** Begin LISTED RECORDS **
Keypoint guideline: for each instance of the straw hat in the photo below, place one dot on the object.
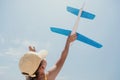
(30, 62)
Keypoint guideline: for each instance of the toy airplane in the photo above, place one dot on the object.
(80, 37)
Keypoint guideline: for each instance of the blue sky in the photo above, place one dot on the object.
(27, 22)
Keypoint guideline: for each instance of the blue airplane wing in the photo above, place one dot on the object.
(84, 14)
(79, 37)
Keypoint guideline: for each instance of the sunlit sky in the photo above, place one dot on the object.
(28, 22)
** End LISTED RECORDS **
** Begin LISTED RECORDS **
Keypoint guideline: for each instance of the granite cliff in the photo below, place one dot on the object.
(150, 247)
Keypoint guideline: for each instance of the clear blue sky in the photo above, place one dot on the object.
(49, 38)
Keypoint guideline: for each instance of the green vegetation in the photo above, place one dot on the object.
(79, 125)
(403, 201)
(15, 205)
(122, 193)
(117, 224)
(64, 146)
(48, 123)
** End LISTED RECORDS **
■ TASK TO CARRY OUT
Copy out every line of the data above that contains the string "blue". Case counts, so uppercase and lowercase letters do not match each other.

■ RESULT
Keypoint guideline: for each instance of the blue sky in the photo above, place one dot on the object.
Keypoint guideline: for each instance of the blue airplane wing in the photo above, place one dot on the object.
Keypoint guideline: for each instance of the clear blue sky in the photo above, place one dot on the object.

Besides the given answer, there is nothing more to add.